**WORK TO COMPLETE:**
Write out the entries below once more, exactly, with the pictures left out.

:: DATA SHOWN

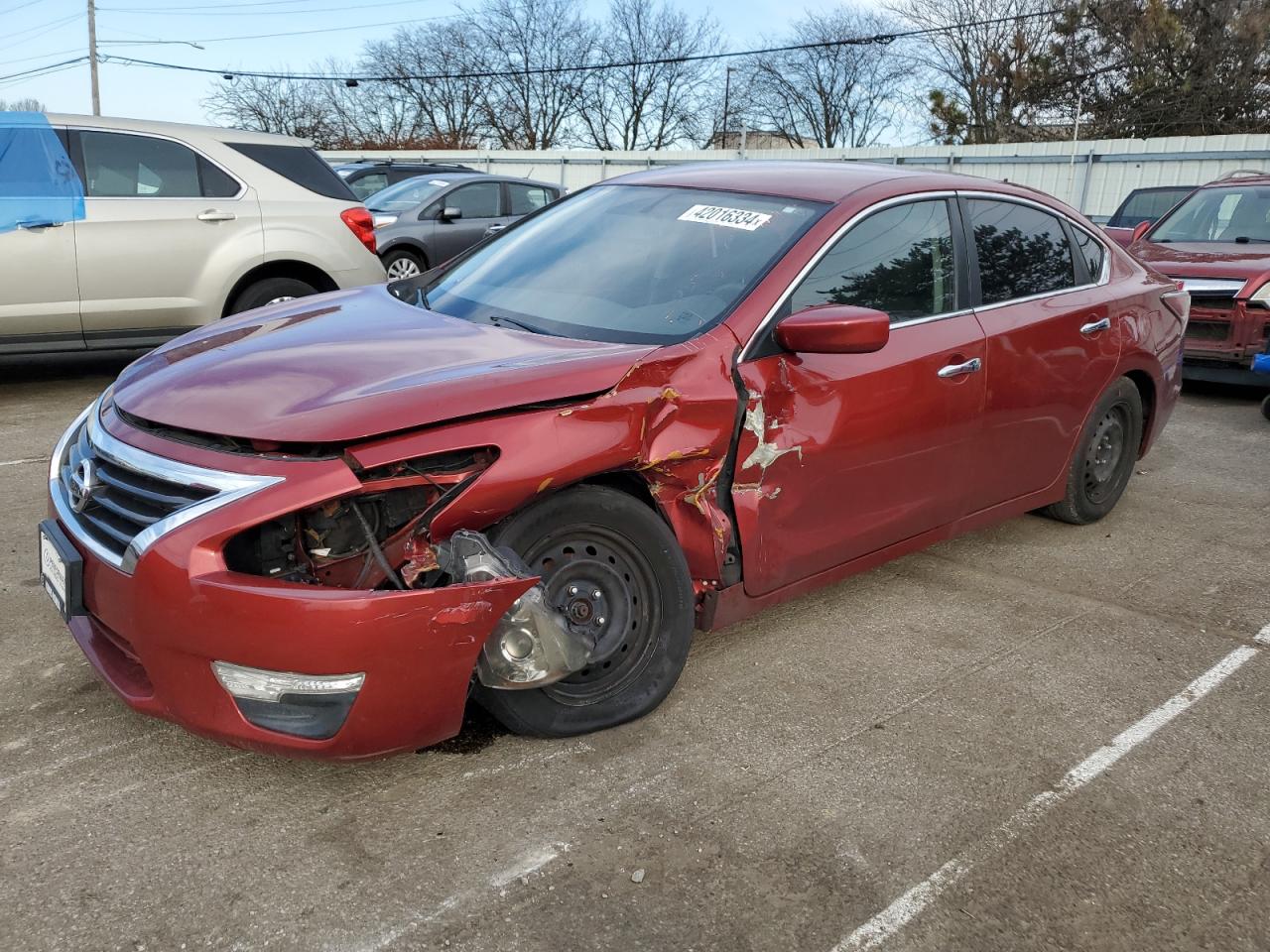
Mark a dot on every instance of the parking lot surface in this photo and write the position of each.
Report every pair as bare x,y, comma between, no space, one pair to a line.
1034,738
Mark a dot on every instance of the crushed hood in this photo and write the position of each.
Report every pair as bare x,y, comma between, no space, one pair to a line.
1206,259
354,365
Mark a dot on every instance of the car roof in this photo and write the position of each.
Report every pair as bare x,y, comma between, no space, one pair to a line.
813,180
176,130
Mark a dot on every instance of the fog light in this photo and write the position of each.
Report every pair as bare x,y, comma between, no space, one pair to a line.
313,706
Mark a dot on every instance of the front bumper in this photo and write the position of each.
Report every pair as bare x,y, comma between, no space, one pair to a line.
154,633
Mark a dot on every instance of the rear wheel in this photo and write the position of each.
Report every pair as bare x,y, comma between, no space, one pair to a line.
400,263
271,291
1103,458
613,570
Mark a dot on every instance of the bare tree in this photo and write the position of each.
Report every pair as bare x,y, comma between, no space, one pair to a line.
979,75
448,108
648,104
531,46
284,105
828,94
22,105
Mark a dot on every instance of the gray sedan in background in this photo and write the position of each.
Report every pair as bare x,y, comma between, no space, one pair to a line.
427,220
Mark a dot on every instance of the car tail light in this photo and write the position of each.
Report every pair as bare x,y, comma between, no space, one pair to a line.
361,223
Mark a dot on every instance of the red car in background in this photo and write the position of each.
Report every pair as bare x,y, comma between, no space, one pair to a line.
661,404
1143,204
1216,244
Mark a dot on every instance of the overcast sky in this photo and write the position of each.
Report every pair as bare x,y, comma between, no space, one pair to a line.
41,32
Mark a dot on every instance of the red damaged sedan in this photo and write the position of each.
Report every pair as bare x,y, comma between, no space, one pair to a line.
526,476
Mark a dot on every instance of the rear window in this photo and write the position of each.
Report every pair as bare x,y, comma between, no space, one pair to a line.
299,164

::::

**COMPLETED TASK:**
Mark a dot on every instance of the parking lot surface in this photo and write the position of each.
Report every pair as bare x,y, comma between, no space, one pair to a line.
1034,738
Mark a dot on every instance of the crushed hood in this photo and write the position of each.
Report every pair as bare x,y, comma between, no space, one pair to a line.
1206,259
354,365
Mark a dot on every instance of the car roof in this photo and write the position of each.
Report every pair as bare x,y, comma between, no space, one pair to a line.
813,180
176,130
Mark a dot on every instance of the fog light in this photo and write the position of each.
Report every pair as bare x,y, comma between, no space, one pair to a line.
313,706
Mark a dot on every instance of the front bumper in this photo and write the position of each.
Report every pair as bare x,y, comma between, no space, one pair to a line.
154,633
Mark a dot on every instance of the rear wheel in this photo and write the position of each.
Report every pair as bare x,y, comma between, no space, one pair to a line.
400,263
271,291
1103,458
613,570
Mark a dot on every instance of the bare tree in this photo and write the position of each.
Report every pair as bare x,y, comma between, no space, one pair to a line.
979,75
448,108
648,104
531,46
284,105
828,94
22,105
Mark a dot on every instance of the gray sedan in background in this photo and write the position of each.
Report every pair as bare x,y, comma between, no space, one pair to a line.
427,220
Mark a dot on every instance of the car tail light in this photo and write the position of each.
Report every pair as bare x,y, comma between, no space, one pair to a line.
361,223
Mark a dot on every instance of the red car in background in this photo and write the position of each.
Report every pair as bare x,y, comma between, no space, one pair to a line.
661,404
1143,204
1216,244
Mark a dot on every instance of the overcast sky in this photo and write the position of each.
Report every pair as bare x,y, comma between, no space, one pair to a line.
41,32
Mark a dot on every instance of the red damaged sedan in this photo and write the position of each.
Report every pair as bare x,y, comma between, no space, one pair to a line.
526,476
Mark a dot on every instance of the rear window in this photo and write the position of each.
Report every pair as bare x,y, comma between, no space, one pair to a line.
299,164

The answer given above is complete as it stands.